• **Extract provided**
○ ○ ○ ○ ○

Dean of the University of Kentucky College of Law
- In office 1982–1988
- Preceded by: William Lewis Matthews Jr.
- Succeeded by: George W. Hardy III
- In office 1971–1973
- Preceded by: Thomas P. Lewis
- Succeeded by: Rutherford B. Campbell Jr.

Personal details
- Born: July 15, 1938 (age 88) Logan County, West Virginia
- Education: Berea College (BA) University of Kentucky College of Law (JD)
- Occupation: Lawyer, author, and professor.
- Website: UK College of Law

= Robert G. Lawson =

American law professor (born 1938)

Robert Gene Lawson (born July 15, 1938) is an American academic and lawyer from Kentucky who has gained prominence for his contributions to the legal framework of Kentucky. For much of his career, he was a law professor at the University of Kentucky College of Law, and twice served as the college's dean.

○ ○ ○ ○ ○

• **Supplied entries**

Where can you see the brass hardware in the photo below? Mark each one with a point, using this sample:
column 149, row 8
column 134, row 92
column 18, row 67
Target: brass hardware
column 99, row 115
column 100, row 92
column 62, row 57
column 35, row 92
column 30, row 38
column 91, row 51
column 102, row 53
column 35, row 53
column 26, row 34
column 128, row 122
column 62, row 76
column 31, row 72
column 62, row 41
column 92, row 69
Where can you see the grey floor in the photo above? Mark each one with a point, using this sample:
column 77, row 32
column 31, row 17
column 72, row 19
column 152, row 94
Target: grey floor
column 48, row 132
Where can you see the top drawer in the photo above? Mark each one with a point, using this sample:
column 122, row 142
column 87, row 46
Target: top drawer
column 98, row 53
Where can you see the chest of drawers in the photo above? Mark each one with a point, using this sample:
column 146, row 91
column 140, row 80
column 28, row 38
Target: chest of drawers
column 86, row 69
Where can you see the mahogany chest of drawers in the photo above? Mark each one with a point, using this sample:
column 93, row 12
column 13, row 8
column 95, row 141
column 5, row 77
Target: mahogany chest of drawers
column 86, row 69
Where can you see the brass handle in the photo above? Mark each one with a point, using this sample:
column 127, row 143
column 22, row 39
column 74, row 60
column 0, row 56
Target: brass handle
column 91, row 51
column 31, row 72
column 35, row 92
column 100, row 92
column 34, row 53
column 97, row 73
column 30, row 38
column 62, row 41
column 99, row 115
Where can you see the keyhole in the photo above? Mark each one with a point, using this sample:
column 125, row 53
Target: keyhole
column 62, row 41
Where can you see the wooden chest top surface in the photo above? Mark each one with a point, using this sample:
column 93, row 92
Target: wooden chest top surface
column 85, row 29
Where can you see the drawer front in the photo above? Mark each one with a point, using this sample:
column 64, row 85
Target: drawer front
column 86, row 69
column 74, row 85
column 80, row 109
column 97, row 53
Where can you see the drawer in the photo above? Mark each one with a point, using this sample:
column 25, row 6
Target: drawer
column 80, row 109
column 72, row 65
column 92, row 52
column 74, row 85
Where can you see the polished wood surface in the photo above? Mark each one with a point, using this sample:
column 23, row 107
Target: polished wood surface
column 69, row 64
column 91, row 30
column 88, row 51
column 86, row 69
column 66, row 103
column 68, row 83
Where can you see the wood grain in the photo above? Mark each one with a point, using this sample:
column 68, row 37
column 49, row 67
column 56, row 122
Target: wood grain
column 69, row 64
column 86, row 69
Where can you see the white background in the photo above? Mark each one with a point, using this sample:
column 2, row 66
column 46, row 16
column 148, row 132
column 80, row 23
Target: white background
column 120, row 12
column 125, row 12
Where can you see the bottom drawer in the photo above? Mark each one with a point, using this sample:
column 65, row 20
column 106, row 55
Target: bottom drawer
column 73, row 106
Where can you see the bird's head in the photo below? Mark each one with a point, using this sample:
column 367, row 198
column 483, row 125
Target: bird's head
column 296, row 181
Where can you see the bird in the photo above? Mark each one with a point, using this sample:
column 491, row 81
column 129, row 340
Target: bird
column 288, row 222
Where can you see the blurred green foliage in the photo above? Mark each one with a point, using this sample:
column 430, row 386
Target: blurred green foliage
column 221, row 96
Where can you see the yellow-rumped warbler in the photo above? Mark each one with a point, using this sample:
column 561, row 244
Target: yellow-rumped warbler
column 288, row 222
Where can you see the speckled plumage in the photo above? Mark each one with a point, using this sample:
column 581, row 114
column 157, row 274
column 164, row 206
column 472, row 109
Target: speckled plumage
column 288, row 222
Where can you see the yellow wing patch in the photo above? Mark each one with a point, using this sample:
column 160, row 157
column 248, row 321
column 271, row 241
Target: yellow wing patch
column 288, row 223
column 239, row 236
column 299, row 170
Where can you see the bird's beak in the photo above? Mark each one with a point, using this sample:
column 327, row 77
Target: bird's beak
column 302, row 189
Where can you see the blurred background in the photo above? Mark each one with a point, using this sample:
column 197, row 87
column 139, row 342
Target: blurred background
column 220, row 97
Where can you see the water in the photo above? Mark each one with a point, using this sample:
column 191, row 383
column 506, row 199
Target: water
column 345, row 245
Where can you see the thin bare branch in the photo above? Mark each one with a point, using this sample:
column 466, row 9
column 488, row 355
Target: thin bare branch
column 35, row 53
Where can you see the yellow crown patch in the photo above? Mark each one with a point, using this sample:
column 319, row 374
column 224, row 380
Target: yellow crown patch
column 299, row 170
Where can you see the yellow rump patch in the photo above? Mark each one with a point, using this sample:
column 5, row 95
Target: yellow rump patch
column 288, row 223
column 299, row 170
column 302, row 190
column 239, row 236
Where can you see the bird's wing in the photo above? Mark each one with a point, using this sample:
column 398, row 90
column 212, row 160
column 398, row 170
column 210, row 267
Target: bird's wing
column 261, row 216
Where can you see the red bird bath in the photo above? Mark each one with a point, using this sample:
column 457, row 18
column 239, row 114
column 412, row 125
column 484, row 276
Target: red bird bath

○ ○ ○ ○ ○

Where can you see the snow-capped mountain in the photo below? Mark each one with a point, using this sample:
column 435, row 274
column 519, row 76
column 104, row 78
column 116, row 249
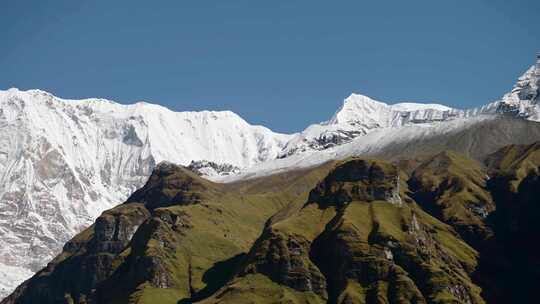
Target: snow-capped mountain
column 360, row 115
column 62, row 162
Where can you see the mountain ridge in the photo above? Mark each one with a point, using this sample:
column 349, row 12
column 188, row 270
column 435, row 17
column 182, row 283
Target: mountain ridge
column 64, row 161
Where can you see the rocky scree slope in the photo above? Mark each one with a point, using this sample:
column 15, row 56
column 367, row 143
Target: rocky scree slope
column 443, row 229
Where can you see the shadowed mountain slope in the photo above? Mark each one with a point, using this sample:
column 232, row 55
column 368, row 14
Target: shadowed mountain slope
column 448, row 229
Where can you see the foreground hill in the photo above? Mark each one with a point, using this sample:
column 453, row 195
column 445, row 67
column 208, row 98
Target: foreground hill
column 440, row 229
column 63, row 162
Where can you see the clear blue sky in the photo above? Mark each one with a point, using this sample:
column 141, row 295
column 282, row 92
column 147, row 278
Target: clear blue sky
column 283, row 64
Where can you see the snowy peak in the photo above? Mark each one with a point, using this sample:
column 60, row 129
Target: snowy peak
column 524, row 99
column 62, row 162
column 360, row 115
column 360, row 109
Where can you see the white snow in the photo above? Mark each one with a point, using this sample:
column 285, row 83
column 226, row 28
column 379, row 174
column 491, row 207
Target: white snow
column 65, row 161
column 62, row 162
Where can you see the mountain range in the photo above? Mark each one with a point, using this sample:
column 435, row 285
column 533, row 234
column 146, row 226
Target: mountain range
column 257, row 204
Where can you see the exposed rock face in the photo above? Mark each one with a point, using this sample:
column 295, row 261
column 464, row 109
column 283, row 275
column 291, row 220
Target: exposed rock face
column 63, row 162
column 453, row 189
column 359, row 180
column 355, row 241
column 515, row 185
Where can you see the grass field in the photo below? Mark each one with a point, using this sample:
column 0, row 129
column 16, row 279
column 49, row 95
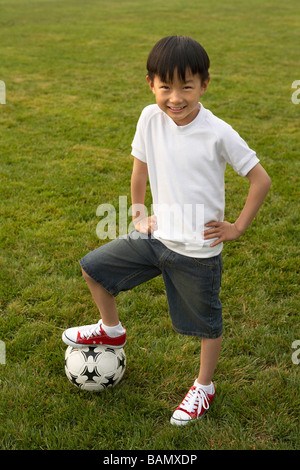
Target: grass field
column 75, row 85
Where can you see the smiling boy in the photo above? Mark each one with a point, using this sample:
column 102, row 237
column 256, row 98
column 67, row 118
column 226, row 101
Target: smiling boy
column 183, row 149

○ ○ ○ ○ ○

• **Assignment 1**
In the Robert G. Lawson article, where was Lawson born?
• **Assignment 2**
Please translate this sentence from the Robert G. Lawson article into Spanish: "For much of his career, he was a law professor at the University of Kentucky College of Law, and twice served as the college's dean."
• **Assignment 3**
Supply the next part of the Robert G. Lawson article, starting after its last sentence.

• **Response 1**
Logan County, West Virginia

• **Response 2**
Durante gran parte de su carrera, fue profesor de derecho en la Facultad de Derecho de la Universidad de Kentucky y en dos ocasiones se desempeñó como decano de la facultad.

• **Response 3**
== Biography ==
Lawson holds the position of the principal drafter to both the Kentucky Penal Code and the Kentucky Rules of Evidence. He has also served as Dean of the College of Law from 1971 to 1973 and 1982 to 1988, and is a member of the University of Kentucky College of Law Hall of Fame, having been inducted in 1996. He is also a member of the University of Kentucky Hall of Distinguished Alumni. The Bob Lawson Society is named after him, and grants membership to all individuals who annually donate $1,000 or more to UK Law.

Lawson taught his final class on December 4, 2014.

In 2021, fellow UK Law professor William Fortune published, "The Man from Whitman Creek: A Biography of Robert G. Lawson."